# WHAT IS REQUIRED
Can you rewrite the entries below so that "thickest" becomes "widest" wherever it occurs, leaving every other word as it is?

--- Start of DATA TO PROCESS ---

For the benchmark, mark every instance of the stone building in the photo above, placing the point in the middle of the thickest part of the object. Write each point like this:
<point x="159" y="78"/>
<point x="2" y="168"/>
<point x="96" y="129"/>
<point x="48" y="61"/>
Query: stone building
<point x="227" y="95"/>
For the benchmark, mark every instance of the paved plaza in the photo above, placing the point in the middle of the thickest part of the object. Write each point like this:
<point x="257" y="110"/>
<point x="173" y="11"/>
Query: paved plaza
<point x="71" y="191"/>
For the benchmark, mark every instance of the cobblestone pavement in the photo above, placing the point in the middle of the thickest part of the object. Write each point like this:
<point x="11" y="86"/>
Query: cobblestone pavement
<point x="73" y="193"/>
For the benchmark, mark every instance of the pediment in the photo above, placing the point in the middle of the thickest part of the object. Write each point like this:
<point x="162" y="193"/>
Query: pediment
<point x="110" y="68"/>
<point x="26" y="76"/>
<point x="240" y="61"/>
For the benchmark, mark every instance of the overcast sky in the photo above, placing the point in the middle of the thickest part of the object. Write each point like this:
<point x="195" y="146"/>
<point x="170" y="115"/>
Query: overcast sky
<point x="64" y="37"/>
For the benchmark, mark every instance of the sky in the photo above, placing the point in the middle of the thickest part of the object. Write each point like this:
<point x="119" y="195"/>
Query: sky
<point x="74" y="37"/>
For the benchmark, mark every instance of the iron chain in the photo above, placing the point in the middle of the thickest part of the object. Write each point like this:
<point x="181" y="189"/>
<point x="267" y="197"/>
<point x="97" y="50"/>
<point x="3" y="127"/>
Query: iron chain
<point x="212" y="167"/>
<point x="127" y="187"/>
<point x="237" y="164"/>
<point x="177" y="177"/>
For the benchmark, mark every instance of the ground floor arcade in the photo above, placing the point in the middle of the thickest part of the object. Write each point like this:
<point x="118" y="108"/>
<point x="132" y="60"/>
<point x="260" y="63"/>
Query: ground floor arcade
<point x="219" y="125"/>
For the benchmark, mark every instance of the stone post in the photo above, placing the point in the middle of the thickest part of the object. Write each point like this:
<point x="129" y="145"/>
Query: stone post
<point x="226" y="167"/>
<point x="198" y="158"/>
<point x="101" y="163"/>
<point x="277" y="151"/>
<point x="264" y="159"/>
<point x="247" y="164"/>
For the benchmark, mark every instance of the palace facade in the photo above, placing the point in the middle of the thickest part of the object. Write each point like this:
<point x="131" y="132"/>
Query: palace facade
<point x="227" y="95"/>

--- End of DATA TO PROCESS ---

# EXERCISE RESULT
For the benchmark, mark every instance of the stone building in the photo above, placing the point in the middle of the widest part of the object. Write each point like this:
<point x="159" y="78"/>
<point x="2" y="168"/>
<point x="96" y="129"/>
<point x="48" y="61"/>
Query: stone building
<point x="227" y="95"/>
For the benchmark, mark every instance of the paved plaza in the photo above, placing the point in the middle of the widest part of the object. Write each point like this:
<point x="257" y="110"/>
<point x="173" y="11"/>
Query: paved plaza
<point x="71" y="191"/>
For the benchmark, mark every instance of the cobblestone pavement in the photo above, placing the point in the middle of the widest part of the object. Write each point like this:
<point x="11" y="86"/>
Query: cobblestone pavement
<point x="73" y="193"/>
For the benchmark, mark every instance of the pediment in the photo above, placing the point in the middle of the widest part of the object. Write each point like this:
<point x="162" y="193"/>
Query: pediment
<point x="110" y="68"/>
<point x="26" y="76"/>
<point x="240" y="61"/>
For the benchmark, mark every instance of the overcast sky in the photo above, placing the point in the middle of the widest part of the object. Write each point like this:
<point x="195" y="146"/>
<point x="170" y="115"/>
Query: overcast sky
<point x="64" y="37"/>
For the benchmark, mark every instance of the sky in the photo above, placing the point in the middle of the widest part of the object. Write each point like this:
<point x="119" y="195"/>
Query: sky
<point x="74" y="37"/>
For the benchmark, mark every instance of the iron chain in the photo above, placing the point in the middle of the widest part of the object. Write each point like this:
<point x="181" y="189"/>
<point x="267" y="197"/>
<point x="97" y="50"/>
<point x="3" y="127"/>
Query: iron chain
<point x="212" y="167"/>
<point x="127" y="187"/>
<point x="237" y="164"/>
<point x="177" y="177"/>
For the benchmark, mark every instance of the ground floor arcade in the photo above, placing the point in the middle of the widest part of the object. Write each point like this:
<point x="118" y="108"/>
<point x="132" y="60"/>
<point x="260" y="63"/>
Query: ground floor arcade
<point x="219" y="125"/>
For the benchmark, mark every instance of the stone post in the photo above, placing the point in the middle of the widest part of the object. Write each point like this:
<point x="129" y="145"/>
Query: stone post
<point x="226" y="167"/>
<point x="198" y="158"/>
<point x="101" y="163"/>
<point x="277" y="151"/>
<point x="264" y="159"/>
<point x="247" y="164"/>
For the benchmark, mark every instance of the palace facade in the photo above, placing the point in the middle of the widest part of the object. Write each point like this:
<point x="131" y="132"/>
Query: palace facade
<point x="227" y="95"/>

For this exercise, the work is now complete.